"""

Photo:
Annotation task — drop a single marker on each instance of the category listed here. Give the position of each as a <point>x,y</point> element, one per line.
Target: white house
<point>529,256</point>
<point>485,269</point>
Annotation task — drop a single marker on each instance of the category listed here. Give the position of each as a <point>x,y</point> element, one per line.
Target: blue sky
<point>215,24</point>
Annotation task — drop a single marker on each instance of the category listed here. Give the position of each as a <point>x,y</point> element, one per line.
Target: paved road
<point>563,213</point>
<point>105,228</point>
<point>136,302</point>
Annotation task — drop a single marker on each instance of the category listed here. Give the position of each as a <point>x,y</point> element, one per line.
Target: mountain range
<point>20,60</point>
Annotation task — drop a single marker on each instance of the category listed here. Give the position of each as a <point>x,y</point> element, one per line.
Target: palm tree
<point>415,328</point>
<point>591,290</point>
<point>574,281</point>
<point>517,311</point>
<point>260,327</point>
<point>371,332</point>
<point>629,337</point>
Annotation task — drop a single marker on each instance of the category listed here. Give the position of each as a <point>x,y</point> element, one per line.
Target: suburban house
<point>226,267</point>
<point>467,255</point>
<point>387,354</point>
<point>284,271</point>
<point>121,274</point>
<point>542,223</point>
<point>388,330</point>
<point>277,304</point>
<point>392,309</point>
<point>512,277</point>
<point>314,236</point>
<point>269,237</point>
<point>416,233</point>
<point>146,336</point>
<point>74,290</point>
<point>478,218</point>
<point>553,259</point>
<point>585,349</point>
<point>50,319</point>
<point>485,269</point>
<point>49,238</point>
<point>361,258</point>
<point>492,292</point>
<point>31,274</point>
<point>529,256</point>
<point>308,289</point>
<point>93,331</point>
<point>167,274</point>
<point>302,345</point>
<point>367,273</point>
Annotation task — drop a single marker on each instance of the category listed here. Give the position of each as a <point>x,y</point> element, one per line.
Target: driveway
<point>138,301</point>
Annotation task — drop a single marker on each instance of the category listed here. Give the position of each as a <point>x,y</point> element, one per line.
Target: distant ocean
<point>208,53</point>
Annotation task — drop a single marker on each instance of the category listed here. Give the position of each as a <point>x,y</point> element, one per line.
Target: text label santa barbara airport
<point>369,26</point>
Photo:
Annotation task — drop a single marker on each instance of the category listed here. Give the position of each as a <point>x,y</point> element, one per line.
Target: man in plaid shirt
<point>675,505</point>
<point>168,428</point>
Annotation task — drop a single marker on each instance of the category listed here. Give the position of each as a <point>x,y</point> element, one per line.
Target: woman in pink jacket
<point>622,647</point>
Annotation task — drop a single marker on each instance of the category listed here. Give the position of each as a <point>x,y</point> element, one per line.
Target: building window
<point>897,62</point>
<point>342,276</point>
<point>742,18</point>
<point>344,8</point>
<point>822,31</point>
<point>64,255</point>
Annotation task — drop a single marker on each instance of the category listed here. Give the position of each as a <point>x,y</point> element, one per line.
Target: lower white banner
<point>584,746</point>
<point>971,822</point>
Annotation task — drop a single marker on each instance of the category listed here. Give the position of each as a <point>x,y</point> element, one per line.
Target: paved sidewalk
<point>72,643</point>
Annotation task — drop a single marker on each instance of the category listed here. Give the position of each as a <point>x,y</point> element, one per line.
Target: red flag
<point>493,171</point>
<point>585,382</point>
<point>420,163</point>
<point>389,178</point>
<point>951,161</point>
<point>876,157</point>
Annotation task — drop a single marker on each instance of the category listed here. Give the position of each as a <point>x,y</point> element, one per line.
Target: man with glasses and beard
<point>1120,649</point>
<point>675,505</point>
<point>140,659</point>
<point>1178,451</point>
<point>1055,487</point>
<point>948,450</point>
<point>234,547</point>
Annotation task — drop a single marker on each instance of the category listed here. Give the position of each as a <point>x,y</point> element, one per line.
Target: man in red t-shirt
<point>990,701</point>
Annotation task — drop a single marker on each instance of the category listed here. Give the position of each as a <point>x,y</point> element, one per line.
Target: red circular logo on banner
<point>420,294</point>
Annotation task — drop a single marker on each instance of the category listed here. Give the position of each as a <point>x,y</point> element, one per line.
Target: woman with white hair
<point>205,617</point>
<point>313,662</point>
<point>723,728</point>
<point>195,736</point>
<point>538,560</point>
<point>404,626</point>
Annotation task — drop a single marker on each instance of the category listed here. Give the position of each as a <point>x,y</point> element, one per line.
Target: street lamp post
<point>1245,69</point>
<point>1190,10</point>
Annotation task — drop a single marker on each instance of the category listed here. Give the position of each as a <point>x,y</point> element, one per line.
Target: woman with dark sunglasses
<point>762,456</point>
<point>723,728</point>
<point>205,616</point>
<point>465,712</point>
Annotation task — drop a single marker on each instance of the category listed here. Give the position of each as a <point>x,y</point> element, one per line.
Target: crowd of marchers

"""

_PROMPT_:
Keeping every line exactly as it is, retype the listing.

_WRITTEN ANSWER_:
Photo:
Annotation task — drop a single marker on each instance of the category listed here. Give the position of each as a <point>x,y</point> element, one per line.
Target: white house
<point>529,256</point>
<point>485,269</point>
Annotation task — drop a single marker on each instance of the category listed here. Give the position of each as a <point>x,y</point> element, one per line.
Target: blue sky
<point>215,24</point>
Annotation task — drop a single marker on each instance of the category listed here. Give the position of each as a <point>x,y</point> element, one per line.
Target: paved road
<point>563,213</point>
<point>105,228</point>
<point>136,302</point>
Annotation task — drop a single marker on each instance of the category listed here. Give the position of each as a <point>x,y</point> element, one per line.
Target: mountain range
<point>20,60</point>
Annotation task — drop a single marker on each instance of the category listed here. Give the position of each as a <point>x,y</point> element, one per line.
Target: palm tree
<point>415,328</point>
<point>591,290</point>
<point>574,281</point>
<point>517,311</point>
<point>260,327</point>
<point>371,332</point>
<point>629,337</point>
Annotation task — drop a single marker on each instance of the category listed here. Give the position of each as a <point>x,y</point> element, one per line.
Target: suburban house
<point>226,267</point>
<point>467,255</point>
<point>387,354</point>
<point>284,271</point>
<point>121,274</point>
<point>542,223</point>
<point>388,330</point>
<point>277,304</point>
<point>392,309</point>
<point>512,277</point>
<point>314,236</point>
<point>269,237</point>
<point>416,233</point>
<point>146,336</point>
<point>74,290</point>
<point>478,218</point>
<point>553,259</point>
<point>585,349</point>
<point>50,319</point>
<point>485,269</point>
<point>49,238</point>
<point>361,258</point>
<point>492,292</point>
<point>31,274</point>
<point>529,256</point>
<point>308,289</point>
<point>93,331</point>
<point>167,274</point>
<point>302,345</point>
<point>367,273</point>
Annotation task — drop a single marker on each instance of the category listed here. Give the position of each as a <point>x,y</point> element, one per line.
Target: driveway
<point>138,301</point>
Annotation task — drop a single marker on each instance of the category listed here. Give the position of each as a <point>x,y</point> element, one per line.
Target: distant ocean
<point>208,53</point>
Annotation task — drop a single marker on each instance of the category listed here. Give the position of each as a <point>x,y</point> element, one per line.
Target: text label santa barbara airport
<point>369,26</point>
Photo:
Annotation task — drop a single marker on each instance of the category listed here. Give the position of each as a <point>x,y</point> element, one per line.
Target: man in plaid shirt
<point>675,505</point>
<point>168,428</point>
Annotation task — drop a single marker on each instance of the category listed here. Give the position of each as a <point>x,y</point> element, one per line.
Target: woman in pink jacket
<point>622,647</point>
Annotation task — drop a single marker on each instance of the category listed here. Give the position of each as a <point>x,y</point> element, one per line.
Target: building window
<point>897,62</point>
<point>342,276</point>
<point>742,18</point>
<point>344,8</point>
<point>822,31</point>
<point>64,255</point>
Annotation task — drop a single marker on each instance of the category listed here. Give the position of each as a <point>x,y</point> element, one per line.
Target: lower white banner
<point>584,746</point>
<point>971,822</point>
Annotation task — drop a single marker on each instance of the category listed here. Give the position of each as a <point>x,y</point> element, one per line.
Target: paved sidewalk
<point>72,643</point>
Annotation task — drop a single marker on each instance of the category listed here. Give the position of each as a <point>x,y</point> element, one per line.
Target: red flag
<point>493,171</point>
<point>585,382</point>
<point>420,163</point>
<point>389,178</point>
<point>951,161</point>
<point>876,157</point>
Annotation task — drop a single marker on each instance of the category listed here. Give the position of each as a <point>x,y</point> element, one per line.
Target: man with glasses and beard
<point>1120,649</point>
<point>675,505</point>
<point>140,659</point>
<point>1178,451</point>
<point>1055,487</point>
<point>948,450</point>
<point>234,547</point>
Annotation task — drop a single marker on each instance of the category listed here. Give the position of each as a <point>x,y</point> element, one per line.
Target: man in red t-shirt
<point>990,701</point>
Annotation task — drop a single marker on each instance of the category listed here. Give the position of each as a <point>x,y</point> element, one per line.
Target: red circular logo on banner
<point>420,294</point>
Annotation task — drop a single marker on each instance of the category listed here. Give the position of each as a <point>x,y</point> element, one per line.
Target: woman with white hair
<point>205,617</point>
<point>313,662</point>
<point>723,728</point>
<point>195,736</point>
<point>538,560</point>
<point>404,626</point>
Annotation task — drop a single marker on each instance of the category listed here. Give the position of each as a <point>x,y</point> element, one per line.
Target: street lamp post
<point>1245,69</point>
<point>1190,10</point>
Annotation task — drop a single marker on each instance of the category listed here. Give the position of each as a <point>x,y</point> element, one per line.
Target: woman with dark sunglasses
<point>762,456</point>
<point>723,728</point>
<point>205,616</point>
<point>465,712</point>
Annotation task — drop a single marker on each instance of the category listed here. Give the position of each as a <point>x,y</point> element, one per line.
Target: crowd of marchers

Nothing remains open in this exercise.